- Problems to solve -
1/ In the article on Martin Scorsese, rewrite the passage starting at "Brash, noisy, and" and ending at "the Scorsese canon?", changing "Oscar" to "Academy Award".
2/ List every Martin Scorsese film named in the article about him.
3/ Pick up the article on Martin Scorsese where it stops and keep writing.

- Source document -
--------
Brash, noisy, and streetwise - for more than 30 years his films have defined the way we see modern America. As the Academy Awards finally honour Hollywood's most consistent and passionate auteur, Geoffrey Macnab puts Martin Scorsese into focus

There is a certain irony in Martin Scorsese's double Oscar for The Departed. This was not one of those passion projects that he battled for years to make, such asGangs of New York or The Last Temptation of Christ. It was an assignment - a remake of a Hong Kong thriller. Yes, it's bravura filmmaking and the highest-grossing movie he has ever made, but as Scorsese's erstwhile collaborator Paul Schrader asked, will it last? In 30 years' time, it's a fair bet that we will still be talking about GoodFellas, Raging Bull, Taxi Driver and Mean Streets, but where will The Departed sit in the Scorsese canon?
--------
- Supplied information -

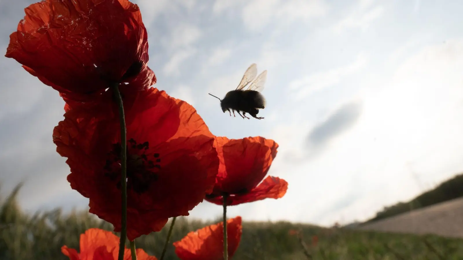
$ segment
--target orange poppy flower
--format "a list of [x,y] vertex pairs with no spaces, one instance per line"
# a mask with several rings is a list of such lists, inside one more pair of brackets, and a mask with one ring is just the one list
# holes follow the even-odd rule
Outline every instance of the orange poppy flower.
[[128,0],[45,0],[25,9],[6,56],[69,99],[120,83],[141,89],[156,82],[147,66],[148,36]]
[[[125,110],[131,240],[160,230],[169,217],[188,216],[212,192],[219,164],[214,136],[193,107],[154,88],[134,93]],[[89,198],[91,213],[119,232],[117,108],[112,103],[91,107],[94,112],[75,107],[68,107],[55,128],[53,142],[58,153],[68,158],[71,187]]]
[[[69,257],[69,260],[116,260],[119,251],[119,238],[109,231],[99,229],[90,229],[81,235],[81,253],[66,246],[61,248],[61,252]],[[148,255],[142,249],[136,251],[138,260],[157,260],[154,256]],[[130,249],[125,248],[124,260],[132,259]]]
[[276,156],[278,145],[261,136],[229,140],[216,137],[220,161],[213,192],[206,200],[219,205],[224,194],[227,205],[238,205],[267,198],[279,198],[286,193],[288,182],[267,174]]
[[[228,256],[231,258],[241,239],[241,217],[227,221]],[[175,253],[181,260],[220,260],[224,259],[223,222],[191,232],[174,243]]]

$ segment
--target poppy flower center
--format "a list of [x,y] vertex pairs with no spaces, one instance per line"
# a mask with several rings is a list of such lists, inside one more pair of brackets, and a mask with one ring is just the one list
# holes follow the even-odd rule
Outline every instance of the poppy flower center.
[[[131,138],[127,143],[127,188],[138,193],[144,193],[150,188],[151,183],[157,180],[161,169],[160,155],[150,151],[148,142],[139,143]],[[120,189],[120,144],[113,145],[108,154],[103,167],[105,176],[116,182]]]

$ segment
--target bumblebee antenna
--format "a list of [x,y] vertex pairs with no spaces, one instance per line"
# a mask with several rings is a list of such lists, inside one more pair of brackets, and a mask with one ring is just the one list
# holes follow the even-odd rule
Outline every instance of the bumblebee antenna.
[[216,99],[218,99],[219,100],[220,100],[221,101],[222,101],[222,99],[219,99],[219,98],[216,97],[215,96],[213,95],[212,94],[211,94],[210,93],[208,93],[208,94],[209,94],[209,95],[212,96],[213,97],[214,97],[214,98],[215,98]]

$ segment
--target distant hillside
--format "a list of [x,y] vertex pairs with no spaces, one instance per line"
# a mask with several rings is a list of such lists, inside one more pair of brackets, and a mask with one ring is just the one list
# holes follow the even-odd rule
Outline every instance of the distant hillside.
[[[79,236],[86,229],[112,229],[110,224],[86,211],[65,214],[56,209],[27,214],[16,200],[20,188],[19,186],[9,196],[0,198],[1,260],[69,260],[61,253],[63,245],[79,248]],[[463,259],[461,239],[244,220],[243,235],[234,260]],[[172,242],[210,223],[179,217],[163,260],[179,260]],[[160,232],[137,238],[137,247],[159,256],[169,225]]]
[[431,206],[463,197],[463,173],[444,181],[436,188],[426,192],[407,202],[399,202],[384,208],[376,217],[365,222],[369,223],[400,213]]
--------
- Outputs by task -
1/
Brash, noisy, and streetwise - for more than 30 years his films have defined the way we see modern America. As the Academy Awards finally honour Hollywood's most consistent and passionate auteur, Geoffrey Macnab puts Martin Scorsese into focus

There is a certain irony in Martin Scorsese's double Academy Award for The Departed. This was not one of those passion projects that he battled for years to make, such asGangs of New York or The Last Temptation of Christ. It was an assignment - a remake of a Hong Kong thriller. Yes, it's bravura filmmaking and the highest-grossing movie he has ever made, but as Scorsese's erstwhile collaborator Paul Schrader asked, will it last? In 30 years' time, it's a fair bet that we will still be talking about GoodFellas, Raging Bull, Taxi Driver and Mean Streets, but where will The Departed sit in the Scorsese canon?

2/
- The Departed
- Gangs of New York
- The Last Temptation of Christ
- GoodFellas
- Raging Bull
- Taxi Driver
- Mean Streets

3/
Perhaps the question is an irrelevance. Hollywood has a habit of lavishing Oscars on the right film-makers... for the wrong films. The main feeling among Scorsese admirers will be relief that he finally got his gong. No longer will his name be an answer to those movie trivia questions about the greatest living directors never to have won Academy Awards.

Besides, one of the keys to Scorsese's enduring success in Hollywood is his pragmatism. Many of the film-makers he most admires have been destroyed or spurned by the studio system. Figures such as DW Griffith (who died forgotten) or Orson Welles (who was cast out of the kingdom after Citizen Kane and The Magnificent Ambersons), or even B-movie meisters like Sam Fuller were far less successful in staying at the heart of Hollywood than Scorsese has been over the past three decades. He is a student of their battles and he has learnt from their mistakes.

"As early as I can remember, the key issue for me was: what does it take to be a film-maker in Hollywood?" he wrote in his book, A Personal Journey with Martin Scorsese Through American Movies.

"Even today, I still wonder what it takes to be a professional or even an artist in Hollywood. How do you survive the constant tug of war between personal expression and commercial imperatives? What is the price you pay to work in Hollywood? Do you end up with a split personality? Do you make one movie for them, one for yourself?"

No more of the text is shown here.